» **SHORT PROBLEM**
All records below must be retyped exactly.

» **MATERIAL SUPPLIED**
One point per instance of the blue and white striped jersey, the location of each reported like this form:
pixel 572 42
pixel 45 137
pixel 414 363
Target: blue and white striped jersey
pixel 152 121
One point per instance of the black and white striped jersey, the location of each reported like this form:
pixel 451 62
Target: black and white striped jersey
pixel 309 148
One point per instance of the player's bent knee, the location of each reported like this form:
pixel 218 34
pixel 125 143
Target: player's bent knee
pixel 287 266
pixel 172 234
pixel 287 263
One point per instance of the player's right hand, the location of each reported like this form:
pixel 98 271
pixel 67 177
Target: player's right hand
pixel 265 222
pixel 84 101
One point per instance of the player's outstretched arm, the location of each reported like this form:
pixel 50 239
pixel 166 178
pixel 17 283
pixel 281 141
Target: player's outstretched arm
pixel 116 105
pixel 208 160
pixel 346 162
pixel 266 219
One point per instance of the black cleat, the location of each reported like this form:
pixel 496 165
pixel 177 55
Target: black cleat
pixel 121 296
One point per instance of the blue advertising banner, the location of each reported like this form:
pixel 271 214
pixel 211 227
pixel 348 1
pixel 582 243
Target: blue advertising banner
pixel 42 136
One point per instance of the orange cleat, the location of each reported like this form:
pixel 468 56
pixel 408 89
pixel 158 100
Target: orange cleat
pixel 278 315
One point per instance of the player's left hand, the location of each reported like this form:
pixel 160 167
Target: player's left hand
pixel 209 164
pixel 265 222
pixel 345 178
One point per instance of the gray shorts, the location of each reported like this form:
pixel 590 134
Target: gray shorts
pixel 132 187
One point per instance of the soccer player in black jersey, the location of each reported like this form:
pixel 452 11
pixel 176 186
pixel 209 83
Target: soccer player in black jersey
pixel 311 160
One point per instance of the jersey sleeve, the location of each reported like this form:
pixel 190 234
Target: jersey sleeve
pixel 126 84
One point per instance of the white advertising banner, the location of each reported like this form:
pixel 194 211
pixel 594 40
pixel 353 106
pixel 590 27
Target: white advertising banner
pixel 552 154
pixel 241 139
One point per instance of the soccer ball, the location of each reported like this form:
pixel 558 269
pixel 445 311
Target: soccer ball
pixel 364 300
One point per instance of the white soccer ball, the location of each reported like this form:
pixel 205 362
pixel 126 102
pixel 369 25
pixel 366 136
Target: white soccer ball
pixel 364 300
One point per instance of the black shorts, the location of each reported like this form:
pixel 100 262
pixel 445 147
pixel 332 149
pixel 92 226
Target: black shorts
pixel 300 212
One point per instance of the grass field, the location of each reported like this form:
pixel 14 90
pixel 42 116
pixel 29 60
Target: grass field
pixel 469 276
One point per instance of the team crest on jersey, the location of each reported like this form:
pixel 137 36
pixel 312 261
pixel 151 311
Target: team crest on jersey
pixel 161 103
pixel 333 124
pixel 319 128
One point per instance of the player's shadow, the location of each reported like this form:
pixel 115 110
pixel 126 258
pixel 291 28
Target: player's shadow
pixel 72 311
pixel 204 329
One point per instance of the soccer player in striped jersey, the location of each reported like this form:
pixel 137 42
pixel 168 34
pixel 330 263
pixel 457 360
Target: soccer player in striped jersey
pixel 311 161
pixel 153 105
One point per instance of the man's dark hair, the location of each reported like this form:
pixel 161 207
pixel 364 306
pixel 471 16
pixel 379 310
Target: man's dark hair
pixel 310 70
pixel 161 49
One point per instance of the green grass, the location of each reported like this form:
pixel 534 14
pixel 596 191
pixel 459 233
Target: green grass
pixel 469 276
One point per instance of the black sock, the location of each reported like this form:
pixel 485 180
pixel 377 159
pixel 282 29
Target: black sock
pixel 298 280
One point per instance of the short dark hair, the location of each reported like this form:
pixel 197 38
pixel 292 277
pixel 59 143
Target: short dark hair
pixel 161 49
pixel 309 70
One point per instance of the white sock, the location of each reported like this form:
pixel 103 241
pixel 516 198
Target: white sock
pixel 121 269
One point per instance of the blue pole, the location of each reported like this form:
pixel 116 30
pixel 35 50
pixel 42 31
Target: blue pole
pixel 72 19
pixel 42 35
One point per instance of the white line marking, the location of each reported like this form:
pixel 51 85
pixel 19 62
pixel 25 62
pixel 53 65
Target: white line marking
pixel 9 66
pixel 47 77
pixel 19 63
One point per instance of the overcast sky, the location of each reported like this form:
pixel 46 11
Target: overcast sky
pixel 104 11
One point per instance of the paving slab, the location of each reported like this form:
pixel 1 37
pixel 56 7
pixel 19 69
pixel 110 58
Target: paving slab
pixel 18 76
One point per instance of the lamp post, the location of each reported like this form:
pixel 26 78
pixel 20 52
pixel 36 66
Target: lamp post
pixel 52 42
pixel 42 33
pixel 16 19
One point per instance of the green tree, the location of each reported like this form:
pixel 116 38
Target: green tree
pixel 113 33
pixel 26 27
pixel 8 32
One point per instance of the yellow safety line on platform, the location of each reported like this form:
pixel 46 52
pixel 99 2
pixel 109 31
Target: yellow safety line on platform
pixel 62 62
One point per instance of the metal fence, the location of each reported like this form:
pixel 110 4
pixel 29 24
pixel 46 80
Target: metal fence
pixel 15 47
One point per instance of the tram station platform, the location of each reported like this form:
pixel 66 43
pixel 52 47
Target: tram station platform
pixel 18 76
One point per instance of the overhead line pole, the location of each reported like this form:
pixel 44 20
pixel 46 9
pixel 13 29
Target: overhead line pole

» **FINAL ANSWER**
One point per instance of the blue and white striped jersey, the location of each reported like this form:
pixel 572 42
pixel 45 137
pixel 414 363
Target: blue and white striped jersey
pixel 152 121
One point per instance of the black and white striped jersey, the location of each reported like this form:
pixel 451 62
Target: black and white striped jersey
pixel 309 148
One point per instance of the player's bent knee, the location of each reported like this form:
pixel 218 34
pixel 125 143
Target: player's bent knee
pixel 287 266
pixel 172 234
pixel 287 263
One point per instance of the player's right hand, the location of each reported like this form:
pixel 98 271
pixel 67 177
Target: player's right hand
pixel 265 222
pixel 84 101
One point per instance of the player's outstretched arm, the location of each reported like this form:
pixel 50 239
pixel 166 178
pixel 17 283
pixel 281 141
Target: player's outstretched arm
pixel 116 105
pixel 208 160
pixel 346 162
pixel 266 219
One point per instance of the black cleat, the location of each reported like this form:
pixel 496 165
pixel 177 55
Target: black cleat
pixel 121 296
One point per instance of the blue advertising banner, the location of each reported like this form:
pixel 271 214
pixel 211 227
pixel 348 1
pixel 582 243
Target: blue advertising banner
pixel 42 136
One point per instance of the orange cleat, the location of each reported like this form:
pixel 468 56
pixel 408 89
pixel 158 100
Target: orange cleat
pixel 278 315
One point per instance of the player's left hand, the location of each reported like this form:
pixel 160 167
Target: player's left hand
pixel 209 164
pixel 265 222
pixel 345 178
One point per instance of the gray shorts, the location of each reported like this form:
pixel 590 134
Target: gray shorts
pixel 132 187
One point per instance of the soccer player in black jersey, the location of each reported like this form:
pixel 452 11
pixel 176 186
pixel 209 83
Target: soccer player in black jersey
pixel 311 160
One point per instance of the jersey sleeve, the location of each reported like this form:
pixel 190 234
Target: jersey sleeve
pixel 126 84
One point per instance of the white advertising banner, the location of each reported like this form:
pixel 194 211
pixel 594 40
pixel 353 106
pixel 590 27
Target: white advertising banner
pixel 552 154
pixel 241 139
One point per instance of the soccer ball, the location of each reported like this form:
pixel 558 269
pixel 445 311
Target: soccer ball
pixel 364 300
One point per instance of the white soccer ball, the location of each reported like this form:
pixel 205 362
pixel 126 102
pixel 369 25
pixel 366 136
Target: white soccer ball
pixel 364 300
One point per instance of the black shorts, the location of each reported like this form:
pixel 100 262
pixel 445 147
pixel 332 149
pixel 92 226
Target: black shorts
pixel 300 212
One point per instance of the grass field, the location of each reported like this form:
pixel 14 90
pixel 42 116
pixel 29 60
Target: grass field
pixel 469 276
One point per instance of the team crest on jersey, the location of each reported like this form:
pixel 137 36
pixel 312 261
pixel 151 311
Target: team crest on jersey
pixel 161 103
pixel 333 124
pixel 319 128
One point per instance of the player's shadow, the location of each reported like this form:
pixel 115 110
pixel 126 258
pixel 291 28
Target: player's shadow
pixel 72 311
pixel 204 329
One point per instance of the soccer player in striped jersey, the location of each reported like this form:
pixel 137 42
pixel 168 34
pixel 330 263
pixel 457 360
Target: soccer player in striped jersey
pixel 311 161
pixel 153 105
One point per instance of the man's dark hair, the location of each reported like this form:
pixel 161 207
pixel 364 306
pixel 471 16
pixel 379 310
Target: man's dark hair
pixel 310 70
pixel 161 49
One point per instance of the green grass, the location of each reported like this form:
pixel 534 14
pixel 596 191
pixel 459 233
Target: green grass
pixel 469 276
One point per instance of the black sock, the location of each reported like this form:
pixel 485 180
pixel 377 159
pixel 282 29
Target: black sock
pixel 298 280
One point per instance of the short dark hair, the location of each reported like this form:
pixel 197 38
pixel 292 277
pixel 59 143
Target: short dark hair
pixel 161 49
pixel 309 70
One point per instance of the white sock, the location of each reported like this form:
pixel 103 241
pixel 516 198
Target: white sock
pixel 121 269
One point per instance of the blue pole, the location of each reported like this form:
pixel 116 30
pixel 35 50
pixel 42 31
Target: blue pole
pixel 72 19
pixel 42 35
One point per instance of the white line marking, the location of each reported like this form:
pixel 51 85
pixel 19 62
pixel 25 62
pixel 53 65
Target: white line marking
pixel 9 66
pixel 47 77
pixel 19 63
One point per instance of the overcast sky, the location of each reported like this form:
pixel 46 11
Target: overcast sky
pixel 104 11
One point per instance of the paving slab, the location of each reported like this form:
pixel 1 37
pixel 56 7
pixel 19 69
pixel 110 58
Target: paving slab
pixel 18 76
One point per instance of the lamp post, the location of each reported like this form:
pixel 26 78
pixel 20 52
pixel 36 66
Target: lamp post
pixel 52 42
pixel 42 33
pixel 16 19
One point per instance of the green tree, the location of each reported like this form:
pixel 116 38
Target: green tree
pixel 113 33
pixel 26 27
pixel 8 32
One point per instance of the yellow safety line on platform, the location of each reported like this form:
pixel 46 52
pixel 99 2
pixel 109 31
Target: yellow safety line on platform
pixel 62 62
One point per instance of the metal fence, the location of each reported like this form:
pixel 110 4
pixel 29 24
pixel 46 80
Target: metal fence
pixel 15 47
One point per instance of the tram station platform, the location of each reported like this form:
pixel 66 43
pixel 52 47
Target: tram station platform
pixel 18 76
One point per instance of the overhead line pole, the location of each reported like this form:
pixel 44 20
pixel 46 9
pixel 13 29
Target: overhead line pole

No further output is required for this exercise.